Nein, finde ich gar nicht. Natur ist indifferent. Aber natürlich grenzt es an ein Wunder, dass wir zwei alte Säcke hier sitzen und noch am Leben sind. Es gibt Unfälle, Krankheiten und Verrückte, die Menschen auf der Straße erschießen. Ich verstehe ja, dass man Gott erfunden hat, weil sonst Depressionen um sich greifen würden.
Aber ich kann an keinen Gott glauben, alles was mir bleibt, ist Darwin und das gleichgültige Universum. Der einzige Sinn des Lebens, der meiner Meinung nach Sinn ergibt, ist, sich fortzupflanzen.
Sind Sie ein desillusionierter Umweltschützer?
Ja, so ist es wohl. Teil der Natur sind eben auch die bösartigen Götter des Universums, die uns nur deshalb als wunderschöne Affen erschaffen haben, um uns am Ende umzubringen. Ich hätte gern noch ein paar Illusionen, aber wenn man die entsprechende Literatur studiert, sieht man: Es gibt keine Hoffnung mehr für die Spezies Mensch.
Wir leben auf einem begrenzt großen Planeten mit einer unbegrenzt wachsenden Bevölkerung und steuern auf eine Katastrophe zu. Das ist, muss ich zugeben, schon ein wenig beängstigend. Ich hoffe nur, dass ich tot bin, bevor die Katastrophe eintritt.

--------------------------------------------------

**ÜBUNGEN**.
- a) Was ist laut dem Textauszug der einzige Sinn des Lebens, der Sinn ergibt?
- b) Geben Sie aus dem Textauszug die Passage wortgetreu wieder, beginnend mit „Nein, finde ich“ und endend mit „sich greifen würden.“.
Stützen Sie sich ausschließlich auf den Textauszug.

**AUSZÜGE AUS DATENSÄTZEN**.
--------------------------------------------------

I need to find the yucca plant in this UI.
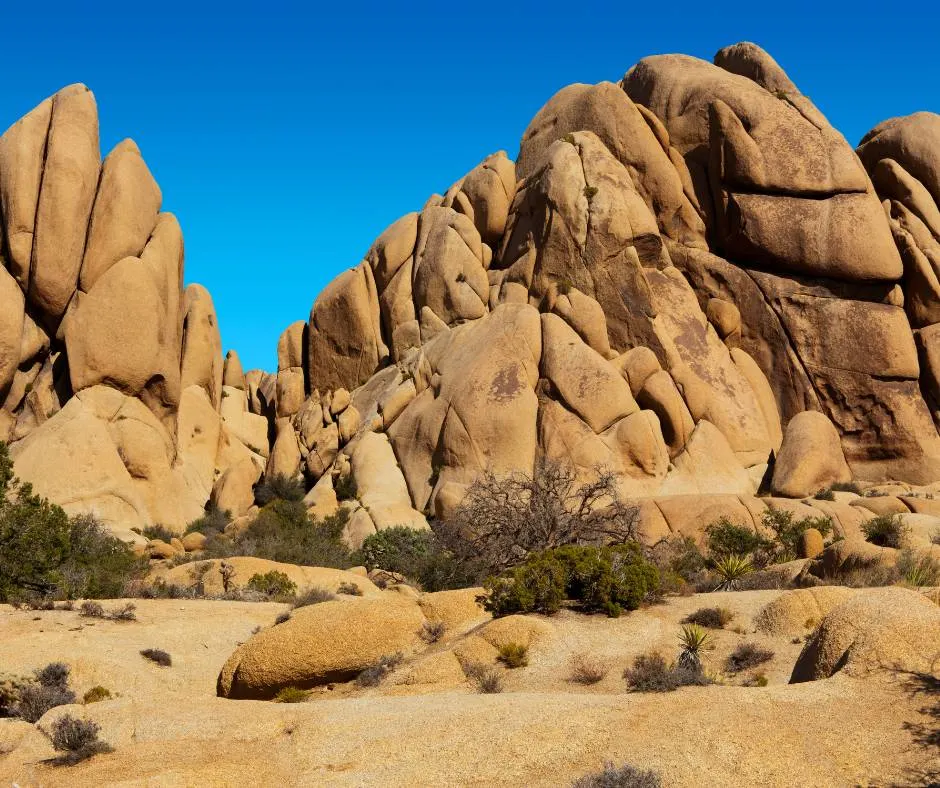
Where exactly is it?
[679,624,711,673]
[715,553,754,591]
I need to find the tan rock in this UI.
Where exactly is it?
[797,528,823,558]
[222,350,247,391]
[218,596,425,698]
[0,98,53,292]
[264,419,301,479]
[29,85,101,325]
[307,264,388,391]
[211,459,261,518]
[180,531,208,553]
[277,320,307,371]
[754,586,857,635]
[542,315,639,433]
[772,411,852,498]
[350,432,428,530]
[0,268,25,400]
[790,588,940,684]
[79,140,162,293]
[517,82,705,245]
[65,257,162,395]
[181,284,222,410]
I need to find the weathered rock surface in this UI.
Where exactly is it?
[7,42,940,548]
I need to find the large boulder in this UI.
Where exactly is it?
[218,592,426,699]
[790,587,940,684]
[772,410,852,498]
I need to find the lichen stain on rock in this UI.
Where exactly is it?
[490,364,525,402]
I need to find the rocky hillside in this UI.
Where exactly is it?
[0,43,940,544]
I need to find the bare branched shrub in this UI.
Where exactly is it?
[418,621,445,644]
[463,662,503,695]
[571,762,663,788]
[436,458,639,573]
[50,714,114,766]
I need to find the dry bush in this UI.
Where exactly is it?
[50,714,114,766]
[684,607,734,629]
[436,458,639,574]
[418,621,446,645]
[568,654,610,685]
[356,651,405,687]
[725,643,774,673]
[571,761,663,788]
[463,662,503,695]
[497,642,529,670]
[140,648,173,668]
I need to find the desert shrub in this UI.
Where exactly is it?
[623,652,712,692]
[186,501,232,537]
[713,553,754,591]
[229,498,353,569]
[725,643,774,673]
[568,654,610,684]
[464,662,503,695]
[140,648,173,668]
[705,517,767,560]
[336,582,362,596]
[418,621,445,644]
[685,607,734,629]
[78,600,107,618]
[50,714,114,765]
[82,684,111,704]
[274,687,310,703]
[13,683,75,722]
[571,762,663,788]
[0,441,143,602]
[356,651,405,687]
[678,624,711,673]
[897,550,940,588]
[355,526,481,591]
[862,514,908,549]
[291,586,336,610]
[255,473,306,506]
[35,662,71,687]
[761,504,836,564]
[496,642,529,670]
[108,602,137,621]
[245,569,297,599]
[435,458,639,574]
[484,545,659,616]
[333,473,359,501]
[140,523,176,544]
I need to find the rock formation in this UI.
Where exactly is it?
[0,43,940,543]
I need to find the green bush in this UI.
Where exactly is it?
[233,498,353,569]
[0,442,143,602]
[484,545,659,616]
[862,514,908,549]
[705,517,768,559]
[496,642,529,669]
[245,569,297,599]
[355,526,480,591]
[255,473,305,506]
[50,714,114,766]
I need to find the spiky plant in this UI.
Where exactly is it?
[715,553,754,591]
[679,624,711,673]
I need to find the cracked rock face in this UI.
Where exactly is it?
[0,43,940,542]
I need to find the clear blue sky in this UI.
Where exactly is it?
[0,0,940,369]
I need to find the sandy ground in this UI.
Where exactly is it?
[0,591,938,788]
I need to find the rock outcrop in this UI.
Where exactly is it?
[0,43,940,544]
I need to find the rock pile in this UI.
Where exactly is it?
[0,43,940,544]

--------------------------------------------------

**LÖSUNGEN**.
- a) Sich fortzupflanzen.

- b)
Nein, finde ich gar nicht. Natur ist indifferent. Aber natürlich grenzt es an ein Wunder, dass wir zwei alte Säcke hier sitzen und noch am Leben sind. Es gibt Unfälle, Krankheiten und Verrückte, die Menschen auf der Straße erschießen. Ich verstehe ja, dass man Gott erfunden hat, weil sonst Depressionen um sich greifen würden.